**Problem requirements**
Give the stretch of the tts-arabic-pytorch page from "Python 12.68% HTML" through "Pitch Prediction (arXiv)" again, updated so that "Arabic Speech Dataset" stands in place of "Arabic Speech Corpus".

**Quoted passage**
====================

Coder Social home page Coder Social logo

nipponjo / tts-arabic-pytorch Goto Github PK

View Code? Open in Web Editor NEW
68.0 2.0 16.0 3.2 MB

TTS models for Arabic (Tacotron2, FastPitch)

Python 12.68% HTML 0.31% JavaScript 0.07% Jupyter Notebook 86.93%
arabic hifi-gan pytorch tacotron2 tacotron2-pytorch text-to-speech torchaudio tts python deep-learning

tts-arabic-pytorch's Introduction

tts-arabic-pytorch

TTS models (Tacotron2, FastPitch), trained on Nawar Halabi's Arabic Speech Corpus, including the HiFi-GAN vocoder for direct TTS inference.

Papers:

Tacotron2 | Natural TTS Synthesis by Conditioning WaveNet on Mel Spectrogram Predictions (arXiv)

FastPitch | FastPitch: Parallel Text-to-speech with Pitch Prediction (arXiv)

====================

**Data**
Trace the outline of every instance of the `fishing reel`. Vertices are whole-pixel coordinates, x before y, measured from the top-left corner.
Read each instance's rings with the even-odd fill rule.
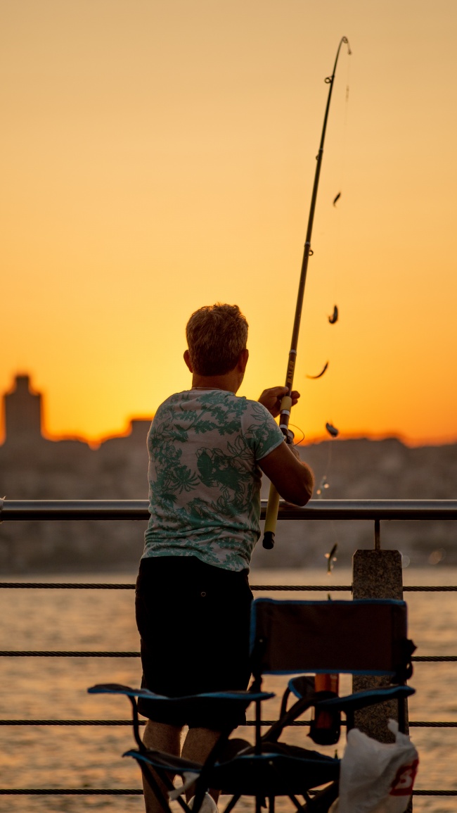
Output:
[[[284,441],[286,441],[287,446],[293,446],[295,436],[292,432],[292,430],[289,429],[289,427],[287,426],[286,424],[280,424],[279,428],[281,429],[281,432],[284,435]]]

====================

**Result of the task**
Python 12.68% HTML 0.31% JavaScript 0.07% Jupyter Notebook 86.93%
arabic hifi-gan pytorch tacotron2 tacotron2-pytorch text-to-speech torchaudio tts python deep-learning

tts-arabic-pytorch's Introduction

tts-arabic-pytorch

TTS models (Tacotron2, FastPitch), trained on Nawar Halabi's Arabic Speech Dataset, including the HiFi-GAN vocoder for direct TTS inference.

Papers:

Tacotron2 | Natural TTS Synthesis by Conditioning WaveNet on Mel Spectrogram Predictions (arXiv)

FastPitch | FastPitch: Parallel Text-to-speech with Pitch Prediction (arXiv)